## Document excerpt
Maryland Attorney General J. Joseph Curran, Jr., announced that Stanley Junious Benn, 42, of Rosedale, was sentenced to three years in prison for defrauding the Medicaid program of almost some quarter-million dollars. Benn, a licensed clinical professional counselor, was taken into the custody of the Division of Corrections immediately upon imposition of the sentence.
Baltimore County Circuit Court judge Susan Souder imposed the sentence, and additionally ordered Benn to pay $249,406 in restitution for his reported actions while operating Resolutions Unlimited Inc., which provided a type of counseling service to eligible Medicaid recipients from 2002 until 2004.
From May 2002 through Nov. 18, 2003, when a search and seizure warrant was executed on the company’s offices, Benn billed for more than 5,000 counseling services, for which Medicaid paid him more than $340,000.

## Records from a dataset

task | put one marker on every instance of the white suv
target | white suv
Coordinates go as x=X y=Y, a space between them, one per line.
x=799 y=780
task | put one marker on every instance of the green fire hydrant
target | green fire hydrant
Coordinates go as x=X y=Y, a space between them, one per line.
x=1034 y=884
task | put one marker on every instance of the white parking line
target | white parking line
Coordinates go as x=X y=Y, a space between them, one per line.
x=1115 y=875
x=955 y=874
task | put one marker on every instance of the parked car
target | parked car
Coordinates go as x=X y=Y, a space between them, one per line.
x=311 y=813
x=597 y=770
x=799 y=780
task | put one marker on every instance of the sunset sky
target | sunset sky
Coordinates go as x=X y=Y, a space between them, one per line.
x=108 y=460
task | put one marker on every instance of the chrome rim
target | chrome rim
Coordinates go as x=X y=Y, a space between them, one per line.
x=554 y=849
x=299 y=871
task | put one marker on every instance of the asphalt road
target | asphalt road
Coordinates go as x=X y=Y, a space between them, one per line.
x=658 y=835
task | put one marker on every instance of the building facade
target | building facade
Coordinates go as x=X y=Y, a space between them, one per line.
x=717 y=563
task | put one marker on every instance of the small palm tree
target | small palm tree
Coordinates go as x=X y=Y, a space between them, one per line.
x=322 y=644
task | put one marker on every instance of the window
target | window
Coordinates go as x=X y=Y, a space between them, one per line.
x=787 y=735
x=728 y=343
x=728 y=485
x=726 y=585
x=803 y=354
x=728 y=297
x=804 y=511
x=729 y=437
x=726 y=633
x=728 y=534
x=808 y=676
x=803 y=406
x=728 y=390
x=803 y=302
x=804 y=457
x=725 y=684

## Work order
Could you carry on the news item above about the Medicaid fraud sentence, picking up right after its final sentence?

## Answer to the exercise
However, an investigation by the Office of the Attorney General revealed that more than 3,600 of those billings were for services that Benn knew had not been provided by his counselors. In one example noted by the State, Benn billed Medicaid for 166 counseling sessions despite being aware that the client had been seen only three times; in another, Benn billed for more than 50 counseling sessions before the client had been seen even once.
The case was prosecuted by the Medicaid Fraud Control Unit (MFCU) of the Maryland Attorney General’s Office. The MFCU conducted the investigation with assistance from the Mental Hygiene Administration (MHA), which suspended payments to Resolutions Unlimited in March of 2004. MHA has been working with the MFCU to root out fraud in its programs, and several cases of possible fraudulent behavior by MHA providers are currently under investigation by the Attorney General’s Office.